::: Document segment :::

By Lemma 4, the Hölder and Cauchy-Schwarz inequalities, and Theorems 2 and 6, we have

$$ \begin{gathered}[b] \bigl\vert k\bigl(\operatorname{div} \bigl(\boldsymbol {\sigma}^{i}\boldsymbol {\sigma}^{iT}- {\boldsymbol {\sigma}}_{h}^{i}\boldsymbol {\sigma}_{h}^{iT}\bigr), { \boldsymbol {\mathcal{E}}}^{i}\bigr) -k\bigl(\operatorname{div}\bigl({\boldsymbol {\sigma}}_{h}^{i}\boldsymbol {\sigma}_{h}^{iT} \bigr),\Pi_{h}^{*} {\boldsymbol {\mathcal{E}}}^{i}- {\boldsymbol {\mathcal{E}}}^{i}\bigr)\bigr\vert \\ \quad =\bigl\vert k\bigl(\boldsymbol {\sigma}^{i}\boldsymbol {\sigma}^{iT}- \boldsymbol {\sigma}_{h}^{i}\boldsymbol {\sigma}^{iT}+\boldsymbol {\sigma}_{h}^{i}\boldsymbol {\sigma}^{iT}-{\boldsymbol {\sigma}}_{h}^{i}\boldsymbol {\sigma}_{h}^{iT} \bigr), \nabla{ \boldsymbol {\mathcal{E}}}^{i}) +k\bigl( \operatorname{div}\bigl({\boldsymbol {\sigma}}_{h}^{i}\boldsymbol {\sigma}_{h}^{iT}\bigr),\Pi_{h}^{*} {\boldsymbol {\mathcal{E}}}^{i}- {\boldsymbol {\mathcal{E}}}^{i}\bigr)\bigr\vert \\ \quad \le Ck \bigl\Vert \boldsymbol {\sigma}^{i}- \boldsymbol {\sigma}_{h}^{i} \bigr\Vert _{0} \bigl\Vert \nabla{\mathcal{E}}^{i} \bigr\Vert _{0}+Ckh^{2} \bigl\Vert \nabla {\operatorname{div} \bigl({\boldsymbol {\sigma}}_{h}^{i}\boldsymbol {\sigma}_{h}^{iT}} \bigr) \bigr\Vert _{0} \bigl\Vert \nabla{\mathcal{E}}^{i} \bigr\Vert _{0} \\ \quad \le Ck \bigl\Vert \boldsymbol {\sigma}^{i}- \boldsymbol {\sigma}_{h}^{i} \bigr\Vert _{0}^{2}+Ckh^{4}+\frac{\gamma k}{8} \bigl\Vert \nabla{\mathcal{E}}^{i} \bigr\Vert _{0}. \end{gathered} $$

(53)

::: Dataset excerpt :::

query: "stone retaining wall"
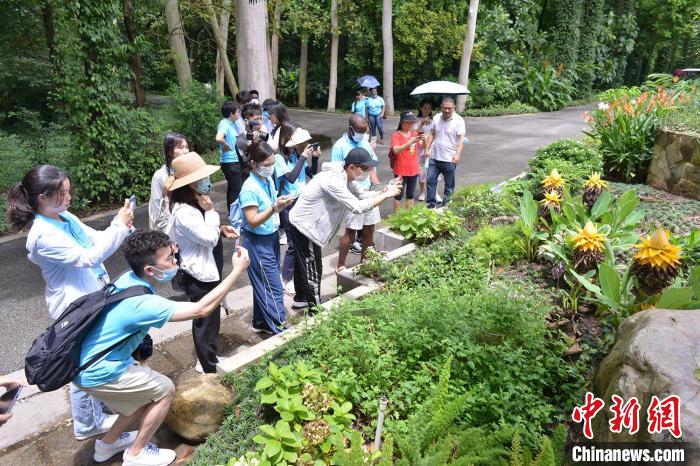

:::

● Set task
Please write what comes next in the inequality derivation, picking up after equation (53). None of the lines is needed here.

● Exercise result
When $h=O(k)$, by Taylor’s formula, we acquire

$$ \begin{gathered}[b] \bigl\vert \bigl(\boldsymbol {u}_{h}^{i}-\boldsymbol {u}_{h}^{i-1}- \Pi_{h}^{*}\bigl(\boldsymbol {u}_{h}^{i}-\boldsymbol {u}_{h}^{i-1}\bigr), \mathcal{E}^{i}- \Pi_{h}^{*}\mathcal{E}^{i}\bigr) \bigr\vert \\ \quad \le Ch^{2} \bigl\Vert \nabla\bigl(\boldsymbol {u}_{h}^{i}- \boldsymbol {u}_{h}^{i-1}\bigr) \bigr\Vert _{0} \bigl\Vert \nabla\mathcal{E}^{i} \bigr\Vert _{0} \\ \quad \le Ch^{3}\bigl( \bigl\Vert \nabla\mathcal{E}^{i} \bigr\Vert _{0}^{2}+ \bigl\Vert \nabla\bigl(S_{h}\boldsymbol {u}^{i}-S_{h}\boldsymbol {u}^{i-1}\bigr) \bigr\Vert _{0}^{2}+ \bigl\Vert \nabla\mathcal{E}^{i-1} \bigr\Vert _{0}^{2}\bigr) +\frac{k\gamma}{8} \bigl\Vert \nabla \mathcal{E}^{i} \bigr\Vert _{0}^{2} \\ \quad \le Ch \bigl\Vert \mathcal{E}^{i} \bigr\Vert _{0}^{2}+ Ckh^{4} +Ch \bigl\Vert \mathcal{E}^{i-1} \bigr\Vert _{0}^{2} +\frac{k\gamma}{8} \bigl\Vert \nabla\mathcal{E}^{i} \bigr\Vert _{0}^{2}. \end{gathered} $$

(54)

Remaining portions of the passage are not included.